** begin Excerpt **
# UD Naked Palette Different Looks



## Covergirl913 (Sep 15, 2010)

I think it would be cool to see how many different looks we can come up with using the 12 colors in this palette. I sometimes get in a rut and could use some ideas on how to get creative with this palette

Sunday I did:

1.  Toasted on the lid, Hustle in the crease, and I think Sin as the highlight  over groundwork paint pot 
	

	
	
		
		

		
			






Please add on and post pics if you would like


----------



## angelynv (Sep 17, 2010)

Makeup Geek did an amazing Kim Kardashian smokey eye look with just Hustle all over the lid, Naked in the crease to blend out and Virgin as highlight and inner corner of the eye. She then lined the lower lashes with Virgin closest to the tearduct, then Half Baked then hustle to join up the top and bottom outer corners into a lovely V shape.. So so so beautiful and so so so easy to replicate.


----------



## angelynv (Sep 17, 2010)

Also Kandee Johnson did a look using Gunmetal all over the lid over a black base used to contour the eye..


----------



## angelynv (Sep 24, 2010)

Pleeeese can people who love this pallette contribute! Would love to see all the innovative ways people are using the pallette x Great thread covergirl913 x


----------



## 0missjones (Sep 24, 2010)
** end Excerpt **
→ Actions to take:
A - In the thread about looks made with the Naked palette, which shade did Kandee Johnson put all over the lid?
B - Extend the thread about looks made with the Naked palette, picking up after its final line.
The data that comes after this thread is separate material.
** begin Data supplied **
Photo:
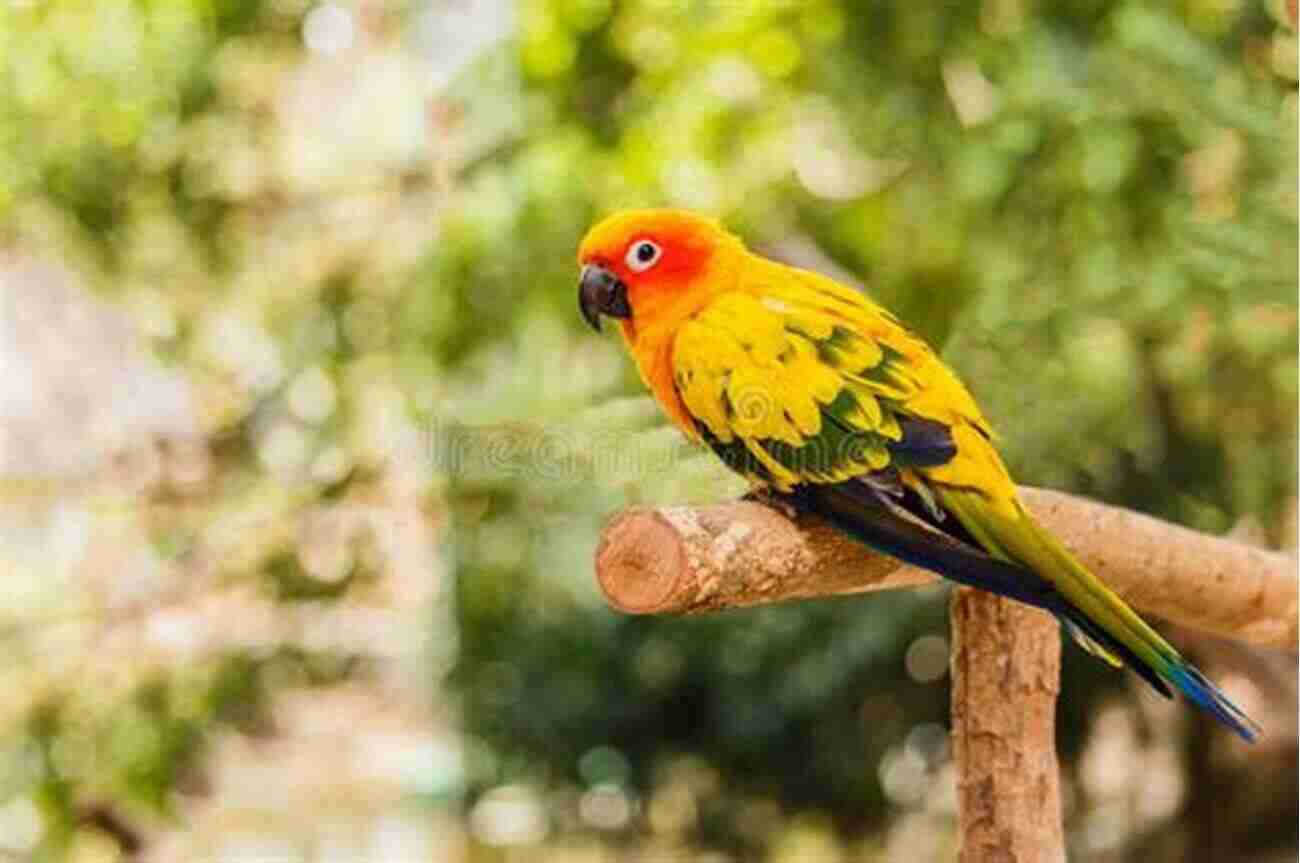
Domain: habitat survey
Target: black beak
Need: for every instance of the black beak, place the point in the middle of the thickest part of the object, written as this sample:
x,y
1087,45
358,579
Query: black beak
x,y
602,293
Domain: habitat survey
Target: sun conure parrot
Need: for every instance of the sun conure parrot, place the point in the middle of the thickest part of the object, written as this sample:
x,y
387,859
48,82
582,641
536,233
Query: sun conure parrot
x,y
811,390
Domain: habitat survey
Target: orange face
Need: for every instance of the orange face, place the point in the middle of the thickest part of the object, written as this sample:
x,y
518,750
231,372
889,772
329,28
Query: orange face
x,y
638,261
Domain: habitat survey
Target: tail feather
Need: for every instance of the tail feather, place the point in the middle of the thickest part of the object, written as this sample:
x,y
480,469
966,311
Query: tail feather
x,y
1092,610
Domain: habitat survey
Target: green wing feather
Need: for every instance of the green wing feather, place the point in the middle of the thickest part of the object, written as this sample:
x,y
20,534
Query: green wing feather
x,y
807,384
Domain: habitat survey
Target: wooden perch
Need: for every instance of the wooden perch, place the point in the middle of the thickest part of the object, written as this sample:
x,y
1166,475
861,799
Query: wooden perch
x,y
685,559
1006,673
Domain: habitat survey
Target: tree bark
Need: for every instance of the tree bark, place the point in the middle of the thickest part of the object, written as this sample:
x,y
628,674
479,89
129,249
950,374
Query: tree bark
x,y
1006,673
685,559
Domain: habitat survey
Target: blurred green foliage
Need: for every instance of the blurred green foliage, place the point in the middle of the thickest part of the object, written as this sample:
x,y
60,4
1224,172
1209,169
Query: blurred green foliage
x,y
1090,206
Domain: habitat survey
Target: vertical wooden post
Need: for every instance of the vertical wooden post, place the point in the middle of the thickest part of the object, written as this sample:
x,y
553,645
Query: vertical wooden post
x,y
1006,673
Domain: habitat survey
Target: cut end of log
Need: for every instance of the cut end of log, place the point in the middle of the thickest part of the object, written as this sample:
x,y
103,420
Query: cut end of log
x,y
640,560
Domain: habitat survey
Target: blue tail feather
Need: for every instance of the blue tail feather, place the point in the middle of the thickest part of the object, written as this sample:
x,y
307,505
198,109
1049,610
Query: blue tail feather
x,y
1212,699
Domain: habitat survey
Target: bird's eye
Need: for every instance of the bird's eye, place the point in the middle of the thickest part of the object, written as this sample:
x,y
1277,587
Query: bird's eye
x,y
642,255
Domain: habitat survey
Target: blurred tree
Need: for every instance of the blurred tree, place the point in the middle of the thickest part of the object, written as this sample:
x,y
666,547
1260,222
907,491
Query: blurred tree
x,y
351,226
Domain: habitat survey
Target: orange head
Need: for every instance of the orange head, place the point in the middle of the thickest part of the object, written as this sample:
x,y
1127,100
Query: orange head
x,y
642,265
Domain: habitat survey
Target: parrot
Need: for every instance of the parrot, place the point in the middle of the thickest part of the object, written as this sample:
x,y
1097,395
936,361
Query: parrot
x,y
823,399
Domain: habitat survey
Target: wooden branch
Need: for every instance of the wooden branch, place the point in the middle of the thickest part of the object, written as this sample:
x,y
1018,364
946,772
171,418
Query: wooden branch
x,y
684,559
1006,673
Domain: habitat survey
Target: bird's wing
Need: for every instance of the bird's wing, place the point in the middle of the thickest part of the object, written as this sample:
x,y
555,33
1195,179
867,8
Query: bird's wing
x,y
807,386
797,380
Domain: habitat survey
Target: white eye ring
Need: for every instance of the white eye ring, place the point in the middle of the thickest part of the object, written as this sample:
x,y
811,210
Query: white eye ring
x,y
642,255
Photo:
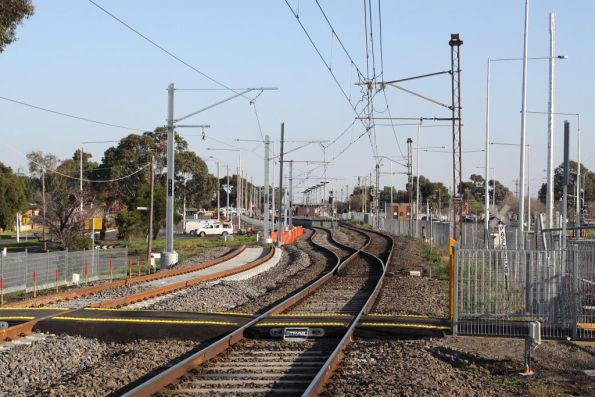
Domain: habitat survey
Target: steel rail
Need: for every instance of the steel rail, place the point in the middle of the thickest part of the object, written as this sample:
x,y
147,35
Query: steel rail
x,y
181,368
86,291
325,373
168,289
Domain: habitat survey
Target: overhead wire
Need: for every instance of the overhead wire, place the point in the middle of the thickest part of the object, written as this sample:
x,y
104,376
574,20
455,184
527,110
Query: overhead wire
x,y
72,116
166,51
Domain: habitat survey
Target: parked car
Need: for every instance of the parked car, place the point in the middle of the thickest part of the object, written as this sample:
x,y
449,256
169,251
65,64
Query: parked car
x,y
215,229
** end Data supplied **
→ The answers:
A - Gunmetal, over a black base.

B -
A very neutral everyday look I do with this palette is

UDPP as base
Naked all over lid
Buck in crease
Smog to darken crease a little mainly in outer V
Virgin lightly for highlight
Zero eye pencil for liner

I use MAC Raizin for blush
and like MAC Viva Glam V on the lips.

You can wear this anywhere I feel.

I am curious to see looks with the darker end of the palette cuz I have not used those colors at all.


----------



## angelynv (Sep 24, 2010)

lovely! Yeah me too - the only ones I have seen are the two I mentioned.. I do love the gunmetal blue/grey colour but its really difficult to find looks using that colour..


----------



## angelynv (Sep 24, 2010)

Also I HATE sidecar! its the only colour I cant stand - soooo much glitter .. Im far too old for glitter! haha


----------



## honybr (Sep 24, 2010)

I used toasted and gunmetal together and sin as a highlight on my brow bone.  I received lots of complements.  The pink hints in toasted work with the gray in gunmetal.

I hate sidecar as well and I usually love all things glitter.  I'm disappointed in hustle - I was hoping for more there.


----------



## 0missjones (Sep 26, 2010)

Quote:

   Originally Posted by *honybr* 

 
_I used toasted and gunmetal together and sin as a highlight on my brow bone. I received lots of complements. The pink hints in toasted work with the gray in gunmetal._

 
Can you tell me more about your application of this. Looking at the colors now its sounds interesting. I wanna try it.


----------



## honybr (Sep 27, 2010)

Just saw this - sorry!  Let me preface this by saying I'm not a makeup guru by any stretch of the imagination. I do simple applications but I'm trying to learn more.

Anyway, I use toasted all over the lid and just put gunmetal in the outer corner (is that called a smoke out?).  I blend it so there's no distinct line and the mesh together pretty well.  Sin on the brow bone and I'm done.  Quick and fast.  I'm guessing gunmetal as a liner and toasted on the lid would be cute too, but I haven't tried it.


----------



## angelynv (Sep 27, 2010)

Great idea! Im going to go try that out asap!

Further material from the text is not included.